── Records supplied ──

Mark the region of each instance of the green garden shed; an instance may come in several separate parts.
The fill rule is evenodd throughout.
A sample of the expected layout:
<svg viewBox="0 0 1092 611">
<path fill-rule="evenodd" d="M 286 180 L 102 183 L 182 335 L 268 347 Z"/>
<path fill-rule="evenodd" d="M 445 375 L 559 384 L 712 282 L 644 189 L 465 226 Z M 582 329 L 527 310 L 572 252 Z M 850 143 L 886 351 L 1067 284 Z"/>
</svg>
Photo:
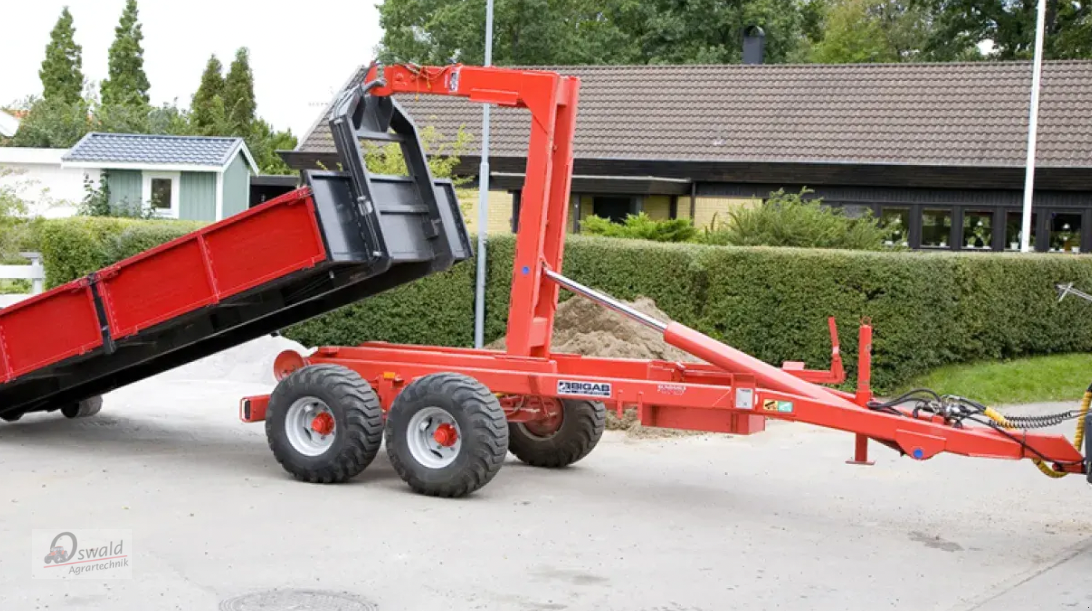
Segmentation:
<svg viewBox="0 0 1092 611">
<path fill-rule="evenodd" d="M 246 210 L 258 166 L 242 138 L 103 134 L 83 137 L 66 168 L 98 170 L 110 203 L 164 218 L 219 221 Z"/>
</svg>

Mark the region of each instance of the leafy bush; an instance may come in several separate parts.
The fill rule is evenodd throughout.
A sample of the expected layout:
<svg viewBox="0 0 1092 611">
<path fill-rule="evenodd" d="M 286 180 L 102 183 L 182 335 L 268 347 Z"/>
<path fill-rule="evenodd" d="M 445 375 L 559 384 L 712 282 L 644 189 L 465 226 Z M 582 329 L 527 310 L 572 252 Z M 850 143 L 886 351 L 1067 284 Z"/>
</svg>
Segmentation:
<svg viewBox="0 0 1092 611">
<path fill-rule="evenodd" d="M 194 221 L 107 217 L 42 221 L 38 242 L 45 265 L 46 285 L 54 287 L 86 276 L 202 225 Z"/>
<path fill-rule="evenodd" d="M 707 244 L 731 246 L 793 246 L 879 250 L 887 234 L 871 214 L 850 218 L 841 208 L 822 205 L 822 199 L 806 199 L 811 193 L 785 193 L 778 189 L 761 204 L 740 206 L 728 212 L 723 224 L 706 228 Z"/>
<path fill-rule="evenodd" d="M 466 153 L 470 146 L 470 132 L 460 127 L 455 139 L 448 142 L 435 127 L 428 125 L 419 130 L 417 135 L 421 138 L 421 146 L 428 157 L 428 168 L 433 178 L 451 178 L 455 184 L 468 180 L 465 177 L 457 178 L 454 173 L 459 165 L 459 156 Z M 408 175 L 406 160 L 402 157 L 402 145 L 397 142 L 385 146 L 371 141 L 365 142 L 364 163 L 368 166 L 368 171 L 375 174 Z"/>
<path fill-rule="evenodd" d="M 17 174 L 14 170 L 0 168 L 0 178 Z M 0 184 L 0 265 L 23 265 L 28 261 L 20 252 L 38 250 L 38 227 L 41 219 L 26 216 L 30 209 L 22 191 L 24 181 L 5 181 Z M 27 280 L 0 280 L 0 294 L 28 293 Z"/>
<path fill-rule="evenodd" d="M 96 181 L 84 174 L 83 200 L 78 211 L 82 216 L 114 216 L 120 218 L 135 218 L 151 220 L 156 217 L 155 206 L 151 202 L 110 202 L 109 172 L 103 171 Z"/>
<path fill-rule="evenodd" d="M 608 238 L 636 238 L 653 242 L 689 242 L 698 231 L 690 219 L 653 220 L 644 212 L 627 214 L 622 223 L 595 215 L 580 221 L 581 233 L 601 235 Z"/>
</svg>

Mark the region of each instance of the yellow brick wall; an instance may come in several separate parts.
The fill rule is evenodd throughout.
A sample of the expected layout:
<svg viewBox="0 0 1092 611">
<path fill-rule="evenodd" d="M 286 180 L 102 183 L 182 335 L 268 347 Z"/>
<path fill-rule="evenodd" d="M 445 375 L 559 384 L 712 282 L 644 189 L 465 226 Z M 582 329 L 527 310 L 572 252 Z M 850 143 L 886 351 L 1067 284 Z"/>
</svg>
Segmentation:
<svg viewBox="0 0 1092 611">
<path fill-rule="evenodd" d="M 666 221 L 671 218 L 671 196 L 646 195 L 643 210 L 654 221 Z"/>
<path fill-rule="evenodd" d="M 587 218 L 595 212 L 595 199 L 591 195 L 580 196 L 580 218 Z"/>
<path fill-rule="evenodd" d="M 679 195 L 677 204 L 675 206 L 675 218 L 688 219 L 690 218 L 690 196 Z"/>
<path fill-rule="evenodd" d="M 459 208 L 466 220 L 466 229 L 470 233 L 478 232 L 478 190 L 456 189 Z M 487 233 L 512 232 L 512 194 L 507 191 L 489 192 L 489 224 Z"/>
<path fill-rule="evenodd" d="M 753 206 L 759 201 L 752 197 L 698 197 L 694 201 L 694 226 L 703 229 L 708 227 L 714 218 L 716 218 L 718 224 L 723 223 L 728 211 L 732 208 Z M 688 201 L 687 204 L 689 203 Z M 683 206 L 680 204 L 679 207 L 682 208 Z"/>
</svg>

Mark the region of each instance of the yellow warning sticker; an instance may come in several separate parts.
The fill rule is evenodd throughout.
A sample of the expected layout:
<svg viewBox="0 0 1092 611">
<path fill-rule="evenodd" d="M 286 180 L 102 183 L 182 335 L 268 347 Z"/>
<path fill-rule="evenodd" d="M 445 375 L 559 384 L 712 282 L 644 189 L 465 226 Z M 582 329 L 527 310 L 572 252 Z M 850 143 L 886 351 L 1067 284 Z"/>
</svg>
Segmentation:
<svg viewBox="0 0 1092 611">
<path fill-rule="evenodd" d="M 781 412 L 782 414 L 791 414 L 792 401 L 777 401 L 776 399 L 765 399 L 762 401 L 762 409 L 768 412 Z"/>
</svg>

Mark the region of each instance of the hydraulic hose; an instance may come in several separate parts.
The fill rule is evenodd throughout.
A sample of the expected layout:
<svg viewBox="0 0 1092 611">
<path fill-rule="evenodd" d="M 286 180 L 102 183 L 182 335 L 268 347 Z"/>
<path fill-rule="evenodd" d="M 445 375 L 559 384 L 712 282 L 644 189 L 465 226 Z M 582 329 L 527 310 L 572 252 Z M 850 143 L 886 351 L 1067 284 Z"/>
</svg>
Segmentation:
<svg viewBox="0 0 1092 611">
<path fill-rule="evenodd" d="M 1084 443 L 1084 421 L 1085 416 L 1088 414 L 1089 406 L 1092 406 L 1092 384 L 1089 384 L 1088 389 L 1084 391 L 1084 397 L 1081 398 L 1081 408 L 1078 410 L 1080 416 L 1077 418 L 1077 432 L 1073 435 L 1073 447 L 1077 448 L 1078 452 L 1081 450 L 1081 444 Z M 992 407 L 987 407 L 982 413 L 990 420 L 996 422 L 998 426 L 1006 429 L 1018 428 L 1012 421 L 1002 416 Z M 1038 467 L 1039 471 L 1047 477 L 1057 479 L 1069 475 L 1066 471 L 1058 471 L 1054 467 L 1048 465 L 1041 458 L 1032 459 L 1032 462 L 1035 463 L 1035 466 Z"/>
</svg>

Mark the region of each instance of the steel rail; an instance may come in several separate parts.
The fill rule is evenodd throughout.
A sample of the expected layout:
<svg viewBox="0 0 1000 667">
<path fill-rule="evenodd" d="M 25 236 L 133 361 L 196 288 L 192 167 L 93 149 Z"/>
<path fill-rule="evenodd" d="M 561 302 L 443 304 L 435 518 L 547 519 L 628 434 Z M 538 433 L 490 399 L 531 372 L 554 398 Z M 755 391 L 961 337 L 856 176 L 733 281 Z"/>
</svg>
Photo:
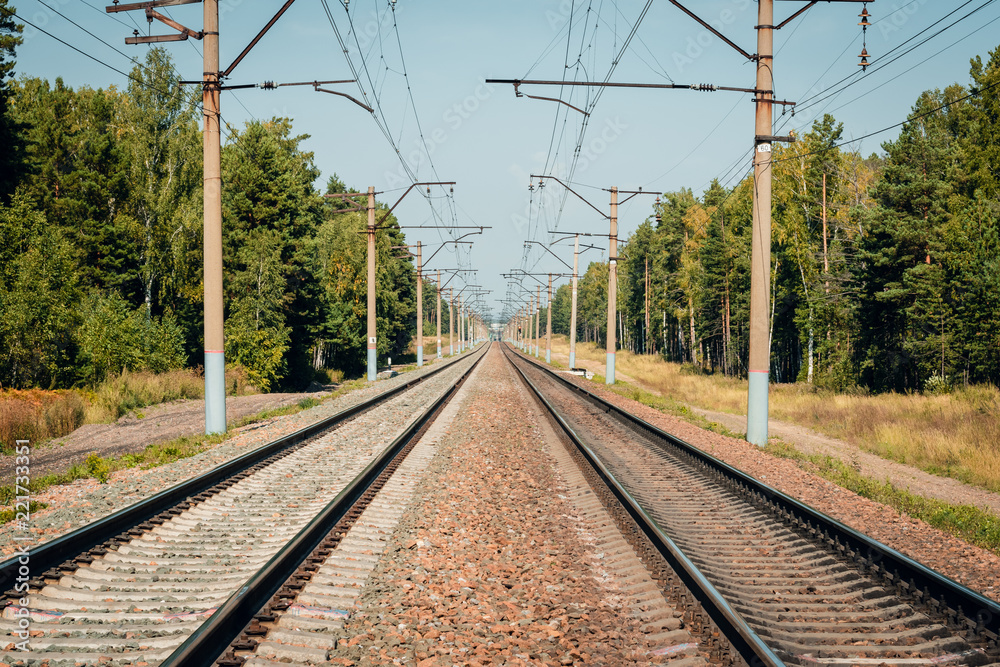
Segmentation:
<svg viewBox="0 0 1000 667">
<path fill-rule="evenodd" d="M 507 347 L 507 346 L 505 346 Z M 916 600 L 946 614 L 950 622 L 1000 646 L 1000 604 L 945 575 L 903 555 L 864 533 L 782 493 L 742 470 L 725 463 L 649 422 L 630 414 L 591 391 L 560 376 L 543 364 L 515 351 L 518 358 L 583 394 L 594 405 L 653 440 L 673 446 L 705 469 L 724 478 L 752 501 L 774 511 L 786 524 L 797 526 L 811 539 L 842 557 L 854 560 L 862 571 L 880 577 L 900 597 Z"/>
<path fill-rule="evenodd" d="M 457 360 L 457 358 L 456 358 Z M 158 514 L 184 502 L 186 499 L 204 493 L 221 482 L 226 481 L 241 472 L 257 465 L 271 456 L 281 454 L 284 450 L 296 445 L 304 440 L 315 437 L 319 433 L 326 431 L 340 423 L 369 410 L 370 408 L 383 403 L 397 394 L 420 384 L 424 380 L 433 377 L 437 373 L 449 368 L 453 361 L 431 370 L 412 380 L 404 382 L 398 387 L 382 392 L 377 396 L 359 403 L 358 405 L 345 408 L 335 415 L 321 419 L 294 433 L 273 440 L 265 445 L 261 445 L 251 452 L 247 452 L 231 461 L 227 461 L 208 472 L 197 477 L 185 480 L 159 493 L 140 500 L 137 503 L 124 507 L 113 514 L 98 519 L 85 526 L 53 540 L 45 542 L 40 546 L 30 549 L 31 578 L 38 578 L 52 568 L 58 567 L 67 560 L 72 560 L 75 556 L 83 554 L 90 549 L 100 546 L 108 540 L 128 533 L 145 521 L 152 519 Z M 7 591 L 14 583 L 19 573 L 21 563 L 20 556 L 16 555 L 3 562 L 0 562 L 0 591 Z M 16 597 L 20 597 L 17 594 Z"/>
<path fill-rule="evenodd" d="M 510 351 L 504 345 L 504 353 L 510 360 Z M 517 355 L 519 360 L 525 357 Z M 702 605 L 708 616 L 715 622 L 719 630 L 725 635 L 733 649 L 746 661 L 748 665 L 758 667 L 783 667 L 784 662 L 774 654 L 766 643 L 754 632 L 743 617 L 730 606 L 725 597 L 712 585 L 698 569 L 691 559 L 689 559 L 679 546 L 667 535 L 656 520 L 653 519 L 645 509 L 632 497 L 624 486 L 615 478 L 610 470 L 604 465 L 600 458 L 590 449 L 576 431 L 559 414 L 556 408 L 546 399 L 538 387 L 527 375 L 524 374 L 516 363 L 511 364 L 524 380 L 524 383 L 531 389 L 538 401 L 549 412 L 552 418 L 559 424 L 566 436 L 574 446 L 580 451 L 601 481 L 608 487 L 625 511 L 632 517 L 640 530 L 646 534 L 654 548 L 669 563 L 684 585 L 691 591 L 692 595 Z M 536 365 L 537 366 L 537 365 Z M 540 366 L 538 366 L 541 368 Z M 547 369 L 542 369 L 547 370 Z"/>
<path fill-rule="evenodd" d="M 486 350 L 489 346 L 485 346 Z M 389 444 L 361 473 L 347 484 L 344 489 L 331 500 L 319 514 L 299 531 L 281 550 L 252 575 L 229 599 L 219 605 L 219 608 L 202 625 L 191 634 L 187 640 L 160 663 L 160 667 L 210 667 L 229 648 L 233 639 L 250 623 L 253 616 L 260 611 L 287 581 L 317 545 L 337 525 L 358 500 L 365 494 L 371 484 L 378 479 L 382 471 L 392 462 L 410 440 L 418 435 L 424 426 L 428 425 L 439 410 L 451 400 L 462 382 L 475 370 L 486 352 L 480 352 L 479 357 L 462 374 L 448 391 L 444 392 L 434 403 Z"/>
</svg>

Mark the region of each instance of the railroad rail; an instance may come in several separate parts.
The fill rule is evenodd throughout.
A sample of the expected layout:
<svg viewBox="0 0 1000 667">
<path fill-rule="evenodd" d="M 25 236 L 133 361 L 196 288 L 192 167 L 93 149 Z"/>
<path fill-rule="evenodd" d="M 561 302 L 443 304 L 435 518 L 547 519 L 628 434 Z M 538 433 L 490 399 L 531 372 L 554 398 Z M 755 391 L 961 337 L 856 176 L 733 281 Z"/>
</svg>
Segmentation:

───

# Task requirements
If a line of the entries holds the word "instance", copy it out.

# Output below
Mark the region of each instance of the green garden shed; an instance may come in several separate parts.
Mark the region of each instance of the leafy bush; an instance may come in several separate parts.
Mark the region of each instance of the yellow brick wall; an instance may come in several separate parts.
Mark the region of each instance of the yellow warning sticker; an instance may come in several separate parts.
Mark the region of each instance of the hydraulic hose; an instance may come in several separate parts.
Mark the region of each instance of the steel rail; an instance may come in several separate parts.
Mark the region of each instance of the railroad rail; an instance may come in several separate parts.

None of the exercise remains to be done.